◆ What needs to be done
Please write out all of the entries exactly as they appear.
------
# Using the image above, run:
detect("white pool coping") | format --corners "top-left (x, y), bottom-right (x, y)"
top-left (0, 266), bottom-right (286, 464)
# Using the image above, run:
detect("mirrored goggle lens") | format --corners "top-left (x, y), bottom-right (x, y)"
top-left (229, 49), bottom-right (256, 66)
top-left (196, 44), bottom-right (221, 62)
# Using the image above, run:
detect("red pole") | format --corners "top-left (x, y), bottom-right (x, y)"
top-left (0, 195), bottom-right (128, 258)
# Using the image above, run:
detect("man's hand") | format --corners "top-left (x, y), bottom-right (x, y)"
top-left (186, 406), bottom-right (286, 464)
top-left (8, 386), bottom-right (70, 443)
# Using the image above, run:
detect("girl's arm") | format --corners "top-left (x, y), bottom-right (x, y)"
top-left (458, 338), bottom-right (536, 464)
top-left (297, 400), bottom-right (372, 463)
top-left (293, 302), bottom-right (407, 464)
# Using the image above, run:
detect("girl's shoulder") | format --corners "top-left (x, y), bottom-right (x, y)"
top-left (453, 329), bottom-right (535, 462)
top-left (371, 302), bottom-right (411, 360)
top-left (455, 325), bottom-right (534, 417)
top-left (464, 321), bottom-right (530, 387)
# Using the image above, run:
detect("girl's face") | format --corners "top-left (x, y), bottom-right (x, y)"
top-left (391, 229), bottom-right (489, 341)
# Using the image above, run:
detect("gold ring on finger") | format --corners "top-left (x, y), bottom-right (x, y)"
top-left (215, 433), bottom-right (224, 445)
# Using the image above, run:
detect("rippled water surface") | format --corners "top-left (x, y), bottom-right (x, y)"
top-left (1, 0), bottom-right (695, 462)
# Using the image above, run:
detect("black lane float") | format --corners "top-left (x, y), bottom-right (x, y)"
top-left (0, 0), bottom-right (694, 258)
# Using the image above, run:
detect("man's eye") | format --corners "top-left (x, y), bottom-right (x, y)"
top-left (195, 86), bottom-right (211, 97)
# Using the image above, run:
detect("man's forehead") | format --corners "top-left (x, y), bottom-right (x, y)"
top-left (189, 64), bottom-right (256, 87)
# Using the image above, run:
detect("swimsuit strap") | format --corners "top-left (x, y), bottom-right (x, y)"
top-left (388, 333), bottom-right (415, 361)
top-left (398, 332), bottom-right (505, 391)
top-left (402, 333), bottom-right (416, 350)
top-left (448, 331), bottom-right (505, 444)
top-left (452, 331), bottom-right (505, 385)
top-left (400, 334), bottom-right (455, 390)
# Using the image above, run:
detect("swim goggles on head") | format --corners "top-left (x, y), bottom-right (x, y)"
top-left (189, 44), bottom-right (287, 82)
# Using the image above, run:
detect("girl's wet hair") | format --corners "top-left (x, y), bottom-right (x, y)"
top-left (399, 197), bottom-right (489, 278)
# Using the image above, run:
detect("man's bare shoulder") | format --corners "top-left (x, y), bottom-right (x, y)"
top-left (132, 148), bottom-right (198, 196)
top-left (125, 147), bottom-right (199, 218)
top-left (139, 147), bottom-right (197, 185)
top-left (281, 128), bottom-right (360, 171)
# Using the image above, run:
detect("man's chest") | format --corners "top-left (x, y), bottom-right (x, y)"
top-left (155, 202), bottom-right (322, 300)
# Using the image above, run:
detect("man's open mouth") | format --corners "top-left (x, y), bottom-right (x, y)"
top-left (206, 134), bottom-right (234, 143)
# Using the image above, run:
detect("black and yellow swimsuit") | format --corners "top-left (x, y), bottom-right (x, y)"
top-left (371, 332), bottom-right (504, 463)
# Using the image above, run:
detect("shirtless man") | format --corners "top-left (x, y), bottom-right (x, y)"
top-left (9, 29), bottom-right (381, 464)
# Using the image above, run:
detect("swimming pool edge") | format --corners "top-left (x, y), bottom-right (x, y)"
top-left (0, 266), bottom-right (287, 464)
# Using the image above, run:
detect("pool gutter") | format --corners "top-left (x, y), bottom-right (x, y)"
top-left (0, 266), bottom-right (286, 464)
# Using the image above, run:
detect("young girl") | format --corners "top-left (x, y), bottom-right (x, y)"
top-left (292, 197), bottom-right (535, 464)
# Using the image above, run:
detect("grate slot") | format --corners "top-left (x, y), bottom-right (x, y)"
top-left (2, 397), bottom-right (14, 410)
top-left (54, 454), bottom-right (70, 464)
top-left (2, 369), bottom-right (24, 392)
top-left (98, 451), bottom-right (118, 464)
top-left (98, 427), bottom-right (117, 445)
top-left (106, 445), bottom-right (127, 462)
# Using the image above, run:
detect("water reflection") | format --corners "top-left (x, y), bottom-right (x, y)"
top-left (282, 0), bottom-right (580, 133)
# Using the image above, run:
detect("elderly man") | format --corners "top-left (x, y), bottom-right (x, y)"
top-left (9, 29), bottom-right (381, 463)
------
◆ Solution below
# Using the image above, run:
detect("white pool coping") | format --corners "top-left (x, y), bottom-right (x, y)"
top-left (0, 266), bottom-right (286, 464)
# Using the image above, run:
detect("mirrored goggle lens") | format --corners "top-left (x, y), bottom-right (x, y)"
top-left (229, 49), bottom-right (256, 66)
top-left (196, 44), bottom-right (221, 62)
# Using the image above, run:
detect("red pole") | format --corners "top-left (x, y), bottom-right (x, y)"
top-left (0, 195), bottom-right (128, 258)
# Using the image above, run:
detect("man's hand") | format --corners "top-left (x, y), bottom-right (x, y)"
top-left (186, 406), bottom-right (286, 464)
top-left (8, 386), bottom-right (70, 443)
# Using the image above, run:
detect("girl's arm") | format --corners "top-left (x, y), bottom-right (x, y)"
top-left (458, 338), bottom-right (536, 464)
top-left (297, 400), bottom-right (372, 463)
top-left (293, 302), bottom-right (407, 464)
# Using the image above, run:
detect("girl's shoulder") | format --corners "top-left (x, y), bottom-right (x, y)"
top-left (453, 329), bottom-right (535, 462)
top-left (371, 302), bottom-right (411, 360)
top-left (455, 325), bottom-right (534, 417)
top-left (464, 321), bottom-right (530, 387)
# Using the image above, run:
detect("girl's face") | format --corners "top-left (x, y), bottom-right (x, y)"
top-left (391, 229), bottom-right (489, 341)
# Using the image above, run:
detect("gold ring on finger") | format --corners "top-left (x, y), bottom-right (x, y)"
top-left (215, 433), bottom-right (224, 445)
# Using the image above, run:
detect("rippled water surface") | format --corners "top-left (x, y), bottom-right (x, y)"
top-left (1, 0), bottom-right (695, 462)
# Using the image above, run:
detect("black lane float") | format --corners "top-left (x, y), bottom-right (x, y)"
top-left (0, 0), bottom-right (694, 258)
# Using the image above, run:
detect("man's eye") | format --corners "top-left (x, y), bottom-right (x, y)"
top-left (195, 86), bottom-right (211, 97)
# Using the image above, run:
detect("man's forehead") | format --corners "top-left (x, y), bottom-right (x, y)"
top-left (189, 64), bottom-right (256, 87)
# Using the image above, run:
detect("swimsuit strap") | format --corners "top-left (x, y), bottom-right (x, y)"
top-left (388, 333), bottom-right (415, 361)
top-left (398, 332), bottom-right (505, 391)
top-left (402, 333), bottom-right (416, 350)
top-left (448, 331), bottom-right (505, 444)
top-left (452, 331), bottom-right (505, 385)
top-left (400, 334), bottom-right (455, 390)
# Using the image above, run:
detect("swim goggles on head") | format --corners "top-left (x, y), bottom-right (x, y)"
top-left (189, 44), bottom-right (287, 82)
# Using the image above, run:
detect("girl's wet hair") | format --corners "top-left (x, y), bottom-right (x, y)"
top-left (399, 197), bottom-right (489, 278)
# Using the image above, run:
detect("man's bare shoulder") | format --corners "top-left (x, y), bottom-right (x, y)"
top-left (132, 148), bottom-right (198, 196)
top-left (125, 147), bottom-right (199, 218)
top-left (139, 147), bottom-right (197, 185)
top-left (281, 128), bottom-right (360, 171)
# Using the image above, run:
detect("man's chest") | format --corners "top-left (x, y), bottom-right (x, y)"
top-left (155, 202), bottom-right (322, 300)
# Using the image above, run:
detect("man's open mouth") | format --corners "top-left (x, y), bottom-right (x, y)"
top-left (206, 134), bottom-right (234, 143)
# Using the image above, run:
detect("black and yellow swimsuit") | format --corners "top-left (x, y), bottom-right (x, y)"
top-left (371, 332), bottom-right (504, 463)
# Using the image above, run:
detect("shirtless man") | format --corners "top-left (x, y), bottom-right (x, y)"
top-left (9, 29), bottom-right (381, 464)
# Using the image above, run:
detect("swimming pool edge") | format --corners "top-left (x, y), bottom-right (x, y)"
top-left (0, 266), bottom-right (287, 464)
# Using the image above, run:
detect("pool gutter") | format --corners "top-left (x, y), bottom-right (x, y)"
top-left (0, 266), bottom-right (286, 464)
# Using the image above, run:
detect("young girl") | format --corners "top-left (x, y), bottom-right (x, y)"
top-left (292, 197), bottom-right (535, 464)
# Using the image above, run:
detect("grate slot") | format --corners "top-left (x, y), bottom-right (x, y)"
top-left (2, 397), bottom-right (14, 410)
top-left (54, 454), bottom-right (70, 464)
top-left (2, 369), bottom-right (24, 392)
top-left (98, 451), bottom-right (118, 464)
top-left (98, 427), bottom-right (117, 445)
top-left (106, 445), bottom-right (127, 462)
# Using the image above, run:
detect("water reflection") | format --corners "top-left (x, y), bottom-right (x, y)"
top-left (282, 0), bottom-right (580, 133)
# Using the image above, run:
detect("elderly man") | format --corners "top-left (x, y), bottom-right (x, y)"
top-left (9, 29), bottom-right (381, 463)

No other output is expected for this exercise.